• SUPPLIED TEXT
========================================================================

Data overfitting - validation is not increased

Hi! I am working on the rock/scissors/paper classification in pytorch.

For some reasons, my validation is not increased. What I receive for validation is 38% maximum…

Can anyone help me to increase the validation accuracy?

MY dataset info - training dataset - generalized 300x300 rock/scissors/papers dataset from pytorch

My validation dataset is the data taken by some students (convert to the 300x300)

Let me show my code first.

Data converts to the png first,

import os
from PIL import Image
import cv2
c = 0

lst_fist01 = []
for i in os.listdir('./Dataset3/validation/paper'):
    print(i)
    if i.endswith('.jpg'):
        img = Image.open(r'./Dataset3/validation/paper/{}'.format(i))
        img = img.resize((300, 300), Image.LANCZOS)
        img.save(r'./Dataset3/validation/paper/{}.png'.format(c))
        c += 1
        print(img)
        lst_fist01.append(img)
    else:
        print('it is png')

Custom data

import os
import numpy as np
import torch
import torch.nn as nn
import natsort

from skimage.transform import resize
from PIL import Image
from skimage.color import rgb2gray
import imageio

# Data Loader
class CustomDataset(torch.utils.data.Dataset):
    def __init__(self, data_dir, transform=None):#fdir, pdir, sdir, transform=None):
        
  
         # 0: Paper, 1: Rock, 2: Scissors
        self.paper_dir = os.path.join(data_dir,'paper/')
        self.rock_dir = os.path.join(data_dir,'rock/')
        self.scissors_dir = os.path.join(data_dir,'scissors/')
        
        self.transform = transform
    
        lst_paper = os.listdir(self.paper_dir)
        lst_rock = os.listdir(self.rock_dir)
        lst_scissors = os.listdir(self.scissors_dir)

        lst_paper = [f for f in lst_paper if f.endswith('.png')]
        
        lst_rock = [f for f in lst_rock if f.endswith('.png')]
        lst_scissors = [f for f in lst_scissors if f.endswith('.png')]
        

        self.lst_dir = [self.paper_dir] * len(lst_paper) + [self.rock_dir] * len(lst_rock) + [self.scissors_dir] * len(lst_scissors)
        self.lst_prs = natsort.natsorted(lst_paper) + natsort.natsorted(lst_rock) + natsort.natsorted(lst_scissors)
    
    def __len__(self):
        return len(self.lst_prs)
    
    def __getitem__(self, index): 
        self.img_dir = self.lst_dir[index]
        self.img_name = self.lst_prs[index]
        return [self.img_dir, self.img_name] 

    def custom_collate_fn(self, data):
        
        inputImages = []
        outputVectors = []

        for sample in data:
            prs_img = imageio.imread(os.path.join(sample[0] + sample[1]))
            gray_img = rgb2gray(prs_img)

========================================================================

• SUPPLIED MATERIAL
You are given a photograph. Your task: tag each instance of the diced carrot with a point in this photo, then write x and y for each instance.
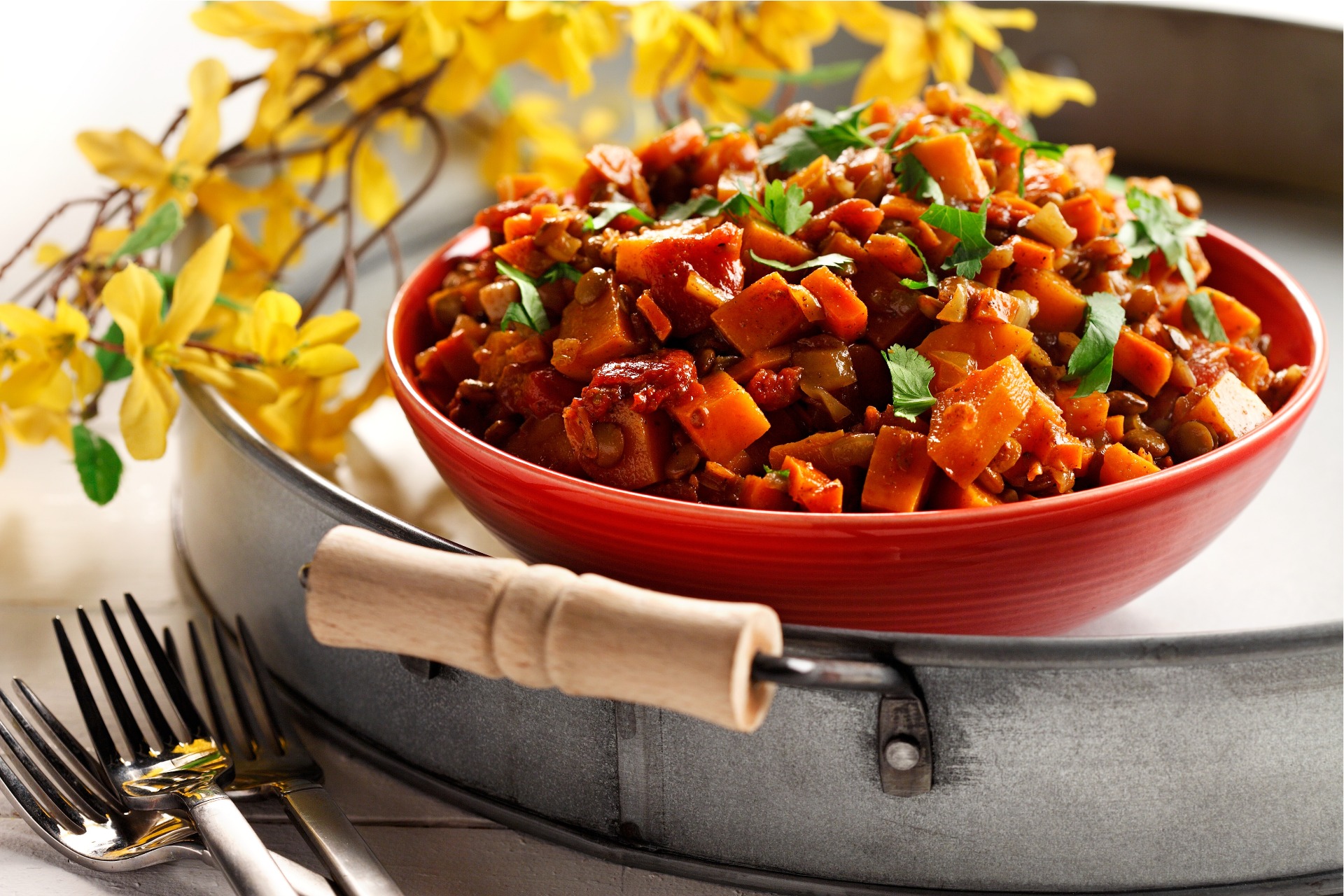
(1062, 307)
(765, 493)
(1228, 409)
(593, 335)
(1142, 362)
(899, 472)
(1031, 253)
(654, 315)
(768, 242)
(813, 489)
(1119, 464)
(902, 207)
(949, 368)
(952, 162)
(723, 419)
(672, 146)
(846, 316)
(765, 359)
(1250, 367)
(1084, 214)
(1084, 415)
(986, 343)
(764, 315)
(511, 187)
(895, 254)
(949, 496)
(974, 419)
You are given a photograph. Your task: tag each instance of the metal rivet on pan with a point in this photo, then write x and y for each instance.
(901, 754)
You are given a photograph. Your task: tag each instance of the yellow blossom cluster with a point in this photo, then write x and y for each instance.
(314, 158)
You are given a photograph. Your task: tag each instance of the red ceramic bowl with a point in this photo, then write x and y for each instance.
(1037, 567)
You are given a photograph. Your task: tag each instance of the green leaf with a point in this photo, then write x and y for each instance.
(828, 134)
(612, 211)
(530, 312)
(784, 207)
(815, 77)
(115, 365)
(1202, 309)
(969, 230)
(561, 272)
(1042, 148)
(1159, 226)
(1094, 354)
(914, 179)
(97, 463)
(840, 262)
(158, 230)
(910, 378)
(929, 277)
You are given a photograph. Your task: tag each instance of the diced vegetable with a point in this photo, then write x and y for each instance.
(1142, 362)
(722, 421)
(1120, 464)
(974, 418)
(812, 489)
(899, 472)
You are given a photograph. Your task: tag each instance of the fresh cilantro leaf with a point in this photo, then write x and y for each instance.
(1042, 148)
(558, 272)
(785, 207)
(612, 211)
(720, 132)
(914, 179)
(97, 464)
(530, 312)
(1158, 225)
(1094, 355)
(115, 365)
(929, 277)
(910, 378)
(815, 77)
(840, 262)
(1206, 317)
(828, 134)
(159, 229)
(969, 230)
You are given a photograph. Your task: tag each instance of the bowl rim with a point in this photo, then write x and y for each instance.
(1140, 489)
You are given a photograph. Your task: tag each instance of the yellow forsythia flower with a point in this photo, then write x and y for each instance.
(155, 346)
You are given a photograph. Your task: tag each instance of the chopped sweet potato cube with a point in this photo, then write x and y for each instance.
(1119, 464)
(846, 316)
(1062, 307)
(593, 335)
(1142, 362)
(974, 419)
(764, 315)
(899, 472)
(723, 421)
(765, 493)
(949, 496)
(952, 162)
(666, 261)
(986, 343)
(813, 489)
(1228, 409)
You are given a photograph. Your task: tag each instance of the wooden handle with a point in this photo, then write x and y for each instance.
(543, 626)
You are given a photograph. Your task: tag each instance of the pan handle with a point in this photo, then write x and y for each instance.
(543, 626)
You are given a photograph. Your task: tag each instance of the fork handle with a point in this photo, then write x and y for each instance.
(235, 846)
(330, 834)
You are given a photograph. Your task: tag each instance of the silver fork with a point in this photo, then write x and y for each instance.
(88, 824)
(178, 774)
(269, 758)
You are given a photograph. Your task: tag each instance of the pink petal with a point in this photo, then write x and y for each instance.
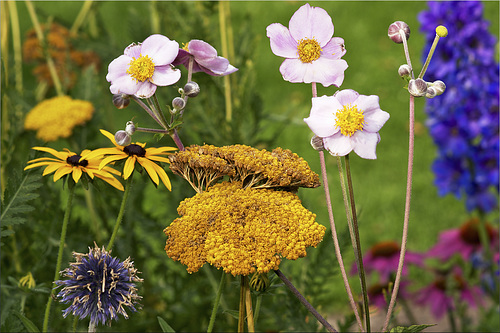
(165, 76)
(160, 49)
(311, 22)
(338, 145)
(282, 43)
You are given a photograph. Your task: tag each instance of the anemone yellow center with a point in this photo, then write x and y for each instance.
(141, 68)
(350, 120)
(309, 50)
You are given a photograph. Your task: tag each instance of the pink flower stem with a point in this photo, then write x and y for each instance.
(407, 214)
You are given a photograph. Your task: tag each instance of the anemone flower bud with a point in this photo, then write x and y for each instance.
(121, 101)
(394, 30)
(191, 89)
(404, 71)
(178, 103)
(130, 128)
(417, 87)
(317, 143)
(122, 138)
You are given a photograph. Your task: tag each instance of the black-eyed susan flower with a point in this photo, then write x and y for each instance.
(99, 286)
(241, 230)
(136, 152)
(67, 162)
(56, 117)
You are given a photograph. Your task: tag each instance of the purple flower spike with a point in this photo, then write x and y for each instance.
(312, 55)
(205, 59)
(347, 121)
(144, 66)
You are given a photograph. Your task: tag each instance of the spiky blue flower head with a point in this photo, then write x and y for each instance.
(99, 286)
(464, 122)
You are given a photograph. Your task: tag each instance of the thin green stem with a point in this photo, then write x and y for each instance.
(64, 229)
(216, 303)
(361, 269)
(120, 213)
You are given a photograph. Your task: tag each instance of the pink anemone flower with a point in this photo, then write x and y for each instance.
(312, 53)
(347, 121)
(205, 59)
(144, 66)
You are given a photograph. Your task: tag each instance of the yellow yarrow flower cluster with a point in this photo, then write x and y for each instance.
(241, 230)
(56, 117)
(203, 165)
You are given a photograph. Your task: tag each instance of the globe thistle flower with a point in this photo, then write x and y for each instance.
(67, 162)
(383, 258)
(99, 286)
(262, 227)
(312, 54)
(132, 153)
(144, 66)
(464, 122)
(205, 59)
(463, 241)
(347, 121)
(56, 117)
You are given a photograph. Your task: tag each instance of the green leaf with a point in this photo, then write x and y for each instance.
(164, 326)
(412, 328)
(30, 327)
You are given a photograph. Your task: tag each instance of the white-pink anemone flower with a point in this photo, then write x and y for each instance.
(144, 66)
(312, 55)
(347, 121)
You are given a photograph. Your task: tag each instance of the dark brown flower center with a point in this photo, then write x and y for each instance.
(75, 161)
(134, 149)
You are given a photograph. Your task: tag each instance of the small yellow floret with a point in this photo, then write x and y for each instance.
(441, 31)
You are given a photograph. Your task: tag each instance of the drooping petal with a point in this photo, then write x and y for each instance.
(337, 144)
(282, 43)
(365, 144)
(160, 49)
(311, 22)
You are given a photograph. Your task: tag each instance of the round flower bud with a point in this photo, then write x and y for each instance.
(121, 101)
(441, 31)
(317, 143)
(178, 103)
(394, 31)
(439, 86)
(122, 138)
(191, 89)
(404, 70)
(417, 87)
(130, 128)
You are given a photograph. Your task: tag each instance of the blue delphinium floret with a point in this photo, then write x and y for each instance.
(99, 286)
(464, 121)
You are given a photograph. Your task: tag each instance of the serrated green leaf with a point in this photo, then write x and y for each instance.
(412, 328)
(164, 326)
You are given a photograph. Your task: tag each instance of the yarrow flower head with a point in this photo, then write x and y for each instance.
(347, 121)
(67, 162)
(135, 152)
(99, 286)
(312, 55)
(262, 227)
(464, 122)
(56, 117)
(205, 59)
(144, 66)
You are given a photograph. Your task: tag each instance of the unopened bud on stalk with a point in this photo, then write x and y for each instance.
(121, 101)
(122, 138)
(317, 143)
(191, 89)
(394, 31)
(178, 103)
(417, 87)
(130, 128)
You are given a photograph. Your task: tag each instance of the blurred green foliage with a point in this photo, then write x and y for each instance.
(267, 112)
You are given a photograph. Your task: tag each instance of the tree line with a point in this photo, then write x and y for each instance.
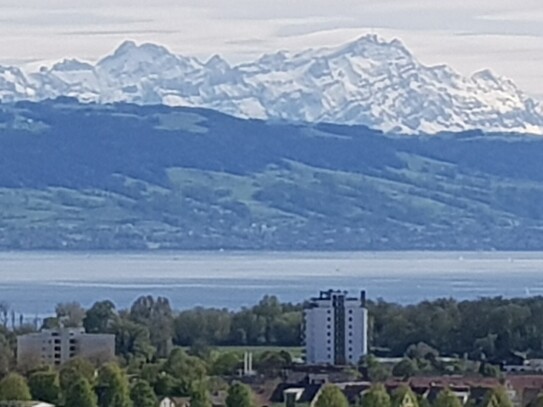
(486, 329)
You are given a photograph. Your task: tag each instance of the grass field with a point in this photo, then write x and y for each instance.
(295, 351)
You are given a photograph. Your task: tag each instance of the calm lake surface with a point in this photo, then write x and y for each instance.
(32, 283)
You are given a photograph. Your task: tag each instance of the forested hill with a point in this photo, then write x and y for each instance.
(76, 176)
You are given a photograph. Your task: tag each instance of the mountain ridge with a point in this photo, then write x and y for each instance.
(369, 81)
(128, 177)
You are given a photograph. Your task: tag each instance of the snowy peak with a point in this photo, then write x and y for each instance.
(370, 81)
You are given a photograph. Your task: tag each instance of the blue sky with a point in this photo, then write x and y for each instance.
(506, 36)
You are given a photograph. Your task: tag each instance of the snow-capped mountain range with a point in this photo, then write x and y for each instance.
(370, 81)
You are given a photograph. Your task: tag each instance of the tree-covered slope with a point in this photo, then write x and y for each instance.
(122, 176)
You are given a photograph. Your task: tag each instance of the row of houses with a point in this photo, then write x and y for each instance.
(522, 390)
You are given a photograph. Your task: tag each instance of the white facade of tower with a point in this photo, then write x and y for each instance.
(336, 329)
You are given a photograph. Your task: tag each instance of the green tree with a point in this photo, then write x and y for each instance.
(447, 398)
(405, 369)
(399, 396)
(143, 395)
(132, 340)
(239, 395)
(331, 396)
(157, 315)
(538, 402)
(374, 371)
(186, 369)
(100, 317)
(80, 394)
(6, 355)
(45, 386)
(376, 396)
(74, 369)
(112, 387)
(226, 363)
(14, 388)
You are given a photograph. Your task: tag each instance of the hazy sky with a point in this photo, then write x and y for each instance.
(469, 35)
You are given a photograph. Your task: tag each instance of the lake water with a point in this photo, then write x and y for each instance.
(32, 283)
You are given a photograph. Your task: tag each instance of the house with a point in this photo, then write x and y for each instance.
(335, 329)
(57, 346)
(175, 402)
(291, 394)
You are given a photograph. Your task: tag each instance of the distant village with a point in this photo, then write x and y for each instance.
(335, 360)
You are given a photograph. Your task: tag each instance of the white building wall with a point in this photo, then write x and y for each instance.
(57, 346)
(320, 334)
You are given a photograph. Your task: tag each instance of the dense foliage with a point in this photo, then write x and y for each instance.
(479, 332)
(82, 176)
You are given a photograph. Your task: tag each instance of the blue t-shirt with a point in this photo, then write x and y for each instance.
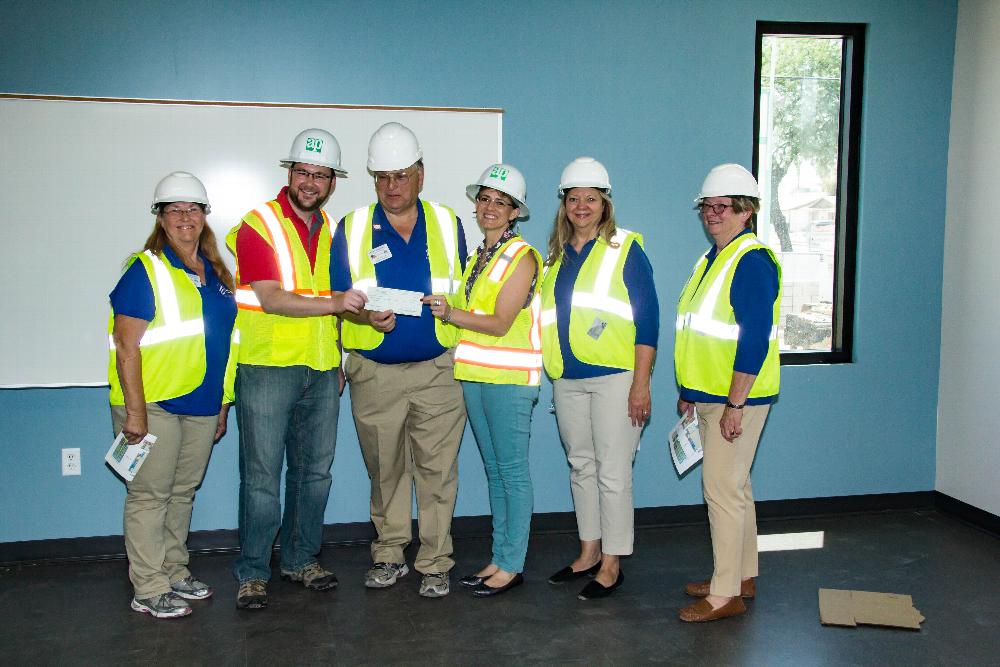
(133, 296)
(752, 295)
(409, 268)
(638, 277)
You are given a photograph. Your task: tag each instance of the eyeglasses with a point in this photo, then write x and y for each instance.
(499, 203)
(386, 178)
(304, 175)
(178, 212)
(717, 209)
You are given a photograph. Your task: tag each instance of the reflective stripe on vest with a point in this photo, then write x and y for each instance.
(600, 298)
(703, 321)
(245, 296)
(517, 355)
(707, 336)
(173, 326)
(173, 345)
(271, 339)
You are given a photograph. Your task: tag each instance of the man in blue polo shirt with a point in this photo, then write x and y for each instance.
(408, 408)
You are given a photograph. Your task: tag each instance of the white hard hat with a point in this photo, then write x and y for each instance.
(315, 146)
(392, 147)
(179, 186)
(728, 180)
(502, 178)
(584, 172)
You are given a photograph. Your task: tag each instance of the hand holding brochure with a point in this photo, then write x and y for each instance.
(684, 443)
(125, 459)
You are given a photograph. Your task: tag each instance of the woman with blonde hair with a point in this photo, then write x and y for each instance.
(170, 333)
(600, 322)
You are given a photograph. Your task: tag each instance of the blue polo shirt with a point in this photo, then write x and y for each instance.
(638, 277)
(752, 295)
(409, 268)
(133, 296)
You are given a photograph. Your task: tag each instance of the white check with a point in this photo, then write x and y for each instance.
(401, 302)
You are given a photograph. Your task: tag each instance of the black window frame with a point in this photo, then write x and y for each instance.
(848, 174)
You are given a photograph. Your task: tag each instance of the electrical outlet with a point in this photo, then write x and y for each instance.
(71, 461)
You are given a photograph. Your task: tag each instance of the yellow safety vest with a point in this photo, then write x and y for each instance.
(442, 252)
(267, 339)
(516, 357)
(707, 333)
(173, 345)
(601, 327)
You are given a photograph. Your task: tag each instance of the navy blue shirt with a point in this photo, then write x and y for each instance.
(409, 268)
(638, 277)
(752, 295)
(133, 296)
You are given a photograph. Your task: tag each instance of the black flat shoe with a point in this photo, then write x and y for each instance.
(569, 574)
(484, 591)
(595, 590)
(473, 580)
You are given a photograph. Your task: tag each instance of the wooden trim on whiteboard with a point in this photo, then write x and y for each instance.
(279, 105)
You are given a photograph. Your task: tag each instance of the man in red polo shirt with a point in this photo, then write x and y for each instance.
(288, 378)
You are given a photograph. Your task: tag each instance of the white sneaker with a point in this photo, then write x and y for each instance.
(165, 605)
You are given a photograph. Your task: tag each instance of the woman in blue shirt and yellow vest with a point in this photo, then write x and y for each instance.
(499, 362)
(170, 334)
(727, 363)
(600, 322)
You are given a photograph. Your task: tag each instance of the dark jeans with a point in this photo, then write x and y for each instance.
(284, 413)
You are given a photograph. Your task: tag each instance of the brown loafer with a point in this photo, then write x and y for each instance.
(702, 611)
(700, 589)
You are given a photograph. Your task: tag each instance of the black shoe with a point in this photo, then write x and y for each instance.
(473, 580)
(484, 591)
(569, 574)
(595, 590)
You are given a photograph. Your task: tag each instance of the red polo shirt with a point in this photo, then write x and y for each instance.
(256, 257)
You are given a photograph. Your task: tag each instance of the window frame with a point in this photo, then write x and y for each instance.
(848, 174)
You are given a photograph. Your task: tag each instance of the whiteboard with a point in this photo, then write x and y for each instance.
(77, 179)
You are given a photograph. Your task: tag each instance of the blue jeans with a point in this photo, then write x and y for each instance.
(500, 416)
(283, 413)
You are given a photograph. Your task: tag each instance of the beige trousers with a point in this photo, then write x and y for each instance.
(410, 419)
(600, 443)
(726, 482)
(160, 499)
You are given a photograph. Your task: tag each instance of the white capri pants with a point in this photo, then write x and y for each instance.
(600, 443)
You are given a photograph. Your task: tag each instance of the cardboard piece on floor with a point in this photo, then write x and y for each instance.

========================================================================

• INSTRUCTIONS TO FOLLOW
Please pick up the forum post about low validation accuracy for a PyTorch rock-paper-scissors classifier from the point where it stops, and keep writing it.

• RESULT FOR THIS EXERCISE
            if gray_img.ndim == 2:
                gray_img = gray_img[:, :, np.newaxis]
            
            inputImages.append(gray_img.reshape(300, 300, 1))
#             inputImages.append(resize(gray_img, (89, 100, 1)))
            
            
            # 0: Paper, 1: Rock, 2: Scissors
            dir_split = sample[0].split('/')
            if dir_split[-2] == 'paper':
                outputVectors.append(np.array(0))
            elif dir_split[-2] == 'rock':
                outputVectors.append(np.array(1))
            elif dir_split[-2] == 'scissors':
                outputVectors.append(np.array(2))

        data = {'input': inputImages, 'label': outputVectors}

        if self.transform:
            data = self.transform(data)

        return data


class ToTensor(object):
    def __call__(self, data):
        label, input = data['label'], data['input']
        
        input_tensor = torch.empty(len(input),300, 300)
        
        label_tensor = torch.empty(len(input))
        for i in range(len(input)):
            input[i] = input[i].transpose((2, 0, 1)).astype(np.float32)
            input_tensor[i] = torch.from_numpy(input[i])
            label_tensor[i] = torch.from_numpy(label[i])
        
        input_tensor = torch.unsqueeze(input_tensor, 1)
        data = {'label': label_tensor.long(), 'input': input_tensor}

        return data

Training code

import os
import numpy as np
import torch
import torch.nn as nn
from torch.utils.data import DataLoader
from torchvision import transforms, datasets
from copy import copy
import warnings
warnings.filterwarnings('ignore')

num_train = len(os.listdir("./Dataset3/train/paper")) + len(os.listdir("./Dataset3/train/rock")) + len(os.listdir("./Dataset3/train/scissors"))
num_val = len(os.listdir("./Dataset3/validation/paper")) + len(os.listdir("./Dataset3/validation/rock")) + len(os.listdir("./Dataset3/validation/scissors"))

transform = transforms.Compose([ToTensor()])

dataset_train = CustomDataset("./Dataset3/train/", transform=transform)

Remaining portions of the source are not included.